--- Information given ---
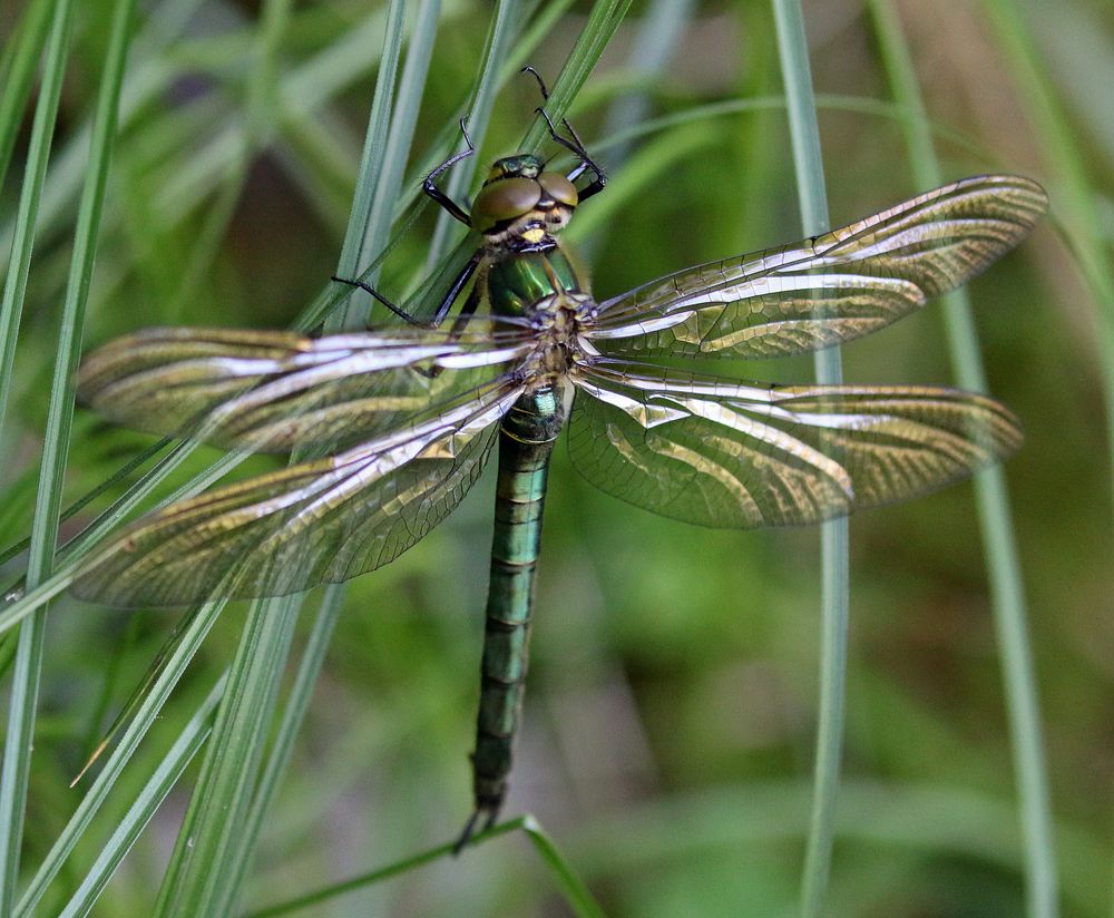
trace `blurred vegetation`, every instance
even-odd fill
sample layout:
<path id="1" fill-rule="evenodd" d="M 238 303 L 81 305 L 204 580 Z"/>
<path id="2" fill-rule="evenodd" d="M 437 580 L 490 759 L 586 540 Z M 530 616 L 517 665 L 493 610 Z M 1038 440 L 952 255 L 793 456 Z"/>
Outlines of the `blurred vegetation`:
<path id="1" fill-rule="evenodd" d="M 76 9 L 0 438 L 0 546 L 29 531 L 109 6 Z M 274 58 L 280 90 L 265 96 L 266 129 L 251 134 L 245 148 L 254 42 L 261 17 L 276 6 L 284 4 L 164 0 L 140 16 L 87 346 L 154 324 L 282 328 L 335 270 L 384 14 L 356 0 L 293 4 Z M 589 7 L 570 4 L 529 62 L 556 77 Z M 1042 180 L 1053 199 L 1052 217 L 977 280 L 971 296 L 991 391 L 1027 430 L 1007 477 L 1030 603 L 1063 914 L 1107 915 L 1114 577 L 1103 367 L 1112 342 L 1095 276 L 1111 271 L 1114 234 L 1114 9 L 1102 0 L 1009 8 L 1034 42 L 1037 76 L 1059 118 L 1049 120 L 1008 47 L 1000 4 L 896 7 L 945 174 L 1018 172 Z M 443 2 L 411 170 L 455 141 L 446 131 L 475 80 L 490 8 Z M 639 30 L 658 22 L 662 8 L 680 13 L 675 32 L 661 33 L 672 53 L 658 72 L 645 72 Z M 19 2 L 0 9 L 4 41 L 22 12 Z M 853 0 L 808 4 L 807 14 L 830 208 L 841 224 L 924 189 L 909 177 L 870 16 Z M 780 85 L 768 3 L 634 4 L 569 111 L 613 179 L 569 232 L 600 297 L 800 235 Z M 634 99 L 634 115 L 619 114 Z M 743 101 L 716 107 L 731 100 Z M 515 152 L 536 105 L 534 84 L 510 78 L 479 158 Z M 3 258 L 30 111 L 0 192 Z M 655 120 L 663 116 L 677 117 Z M 639 126 L 648 129 L 619 135 Z M 1097 234 L 1083 241 L 1077 212 L 1059 204 L 1075 207 L 1081 187 L 1097 215 Z M 432 211 L 385 262 L 384 291 L 401 294 L 420 274 Z M 852 381 L 946 382 L 939 315 L 928 309 L 849 345 L 844 370 Z M 788 382 L 808 379 L 811 368 L 790 360 L 724 371 Z M 86 411 L 74 436 L 67 504 L 153 442 Z M 216 455 L 199 450 L 176 480 Z M 236 475 L 267 467 L 253 459 Z M 62 536 L 90 512 L 68 520 Z M 490 515 L 486 475 L 428 538 L 348 586 L 245 908 L 440 843 L 469 811 L 466 753 Z M 830 914 L 1020 915 L 1013 760 L 971 488 L 857 516 L 851 536 L 846 787 Z M 507 813 L 535 813 L 608 915 L 792 914 L 814 742 L 817 533 L 711 531 L 658 518 L 593 489 L 558 449 L 543 557 Z M 19 559 L 7 569 L 14 579 Z M 80 799 L 69 780 L 178 617 L 67 596 L 51 605 L 25 877 Z M 41 914 L 57 914 L 80 881 L 231 662 L 243 623 L 238 606 L 221 616 Z M 95 914 L 149 914 L 196 770 L 147 827 Z M 565 908 L 529 846 L 507 834 L 305 914 L 548 916 Z"/>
---
| What is asked |
Write out all of the records above word for word, leaving out the pictures.

| Task result |
trace `blurred vegetation`, every instance
even-odd fill
sample layout:
<path id="1" fill-rule="evenodd" d="M 238 303 L 81 305 L 204 580 Z"/>
<path id="2" fill-rule="evenodd" d="M 437 580 L 490 759 L 586 540 Z M 530 616 L 517 665 L 493 610 Z M 1038 440 L 952 255 L 793 456 Z"/>
Outlines of the `blurred vegetation`:
<path id="1" fill-rule="evenodd" d="M 76 9 L 0 438 L 0 546 L 29 531 L 109 6 Z M 274 58 L 280 90 L 265 96 L 266 129 L 251 134 L 245 148 L 254 42 L 261 17 L 276 6 L 284 4 L 164 0 L 140 16 L 87 346 L 154 324 L 282 328 L 335 270 L 384 14 L 356 0 L 293 4 Z M 589 7 L 570 4 L 529 62 L 556 77 Z M 1042 180 L 1053 199 L 1052 217 L 977 280 L 971 296 L 991 391 L 1027 430 L 1007 477 L 1030 603 L 1063 914 L 1107 915 L 1114 577 L 1103 367 L 1112 342 L 1095 276 L 1111 271 L 1114 234 L 1114 9 L 1102 0 L 1009 8 L 1034 42 L 1037 76 L 1059 118 L 1049 120 L 1008 47 L 1000 4 L 896 7 L 945 174 L 1018 172 Z M 443 2 L 411 170 L 455 141 L 446 131 L 475 80 L 490 8 Z M 639 30 L 658 22 L 662 8 L 680 13 L 675 32 L 661 33 L 672 53 L 658 72 L 645 72 Z M 19 2 L 0 9 L 4 41 L 22 12 Z M 853 0 L 808 4 L 807 14 L 830 208 L 841 224 L 924 189 L 909 177 L 870 16 Z M 780 85 L 768 3 L 634 4 L 569 111 L 613 179 L 569 232 L 600 297 L 800 235 Z M 634 99 L 634 115 L 619 114 Z M 743 101 L 716 107 L 731 100 Z M 515 152 L 536 105 L 534 84 L 510 78 L 479 158 Z M 3 258 L 30 111 L 0 192 Z M 655 120 L 663 116 L 677 117 Z M 639 126 L 648 129 L 619 135 Z M 1097 234 L 1083 241 L 1077 212 L 1059 204 L 1075 207 L 1081 187 L 1097 215 Z M 432 211 L 385 262 L 384 291 L 401 294 L 420 274 Z M 852 381 L 946 382 L 939 315 L 928 309 L 849 345 L 844 370 Z M 788 382 L 808 379 L 811 368 L 790 360 L 724 371 Z M 86 411 L 74 436 L 67 504 L 153 442 Z M 216 455 L 199 450 L 176 480 Z M 236 475 L 267 467 L 253 459 Z M 62 536 L 90 512 L 68 520 Z M 490 515 L 486 475 L 428 538 L 348 586 L 245 908 L 440 843 L 469 811 L 466 753 Z M 830 914 L 1020 915 L 1013 760 L 971 488 L 857 516 L 851 536 L 846 787 Z M 507 813 L 535 813 L 608 915 L 792 914 L 814 742 L 817 533 L 711 531 L 658 518 L 593 489 L 558 449 L 543 557 Z M 19 559 L 7 569 L 14 579 Z M 80 799 L 69 780 L 178 617 L 67 596 L 51 605 L 25 877 Z M 41 914 L 57 914 L 80 881 L 231 662 L 243 623 L 238 606 L 221 616 Z M 95 914 L 149 914 L 196 770 L 147 827 Z M 565 908 L 529 846 L 507 834 L 305 914 L 548 916 Z"/>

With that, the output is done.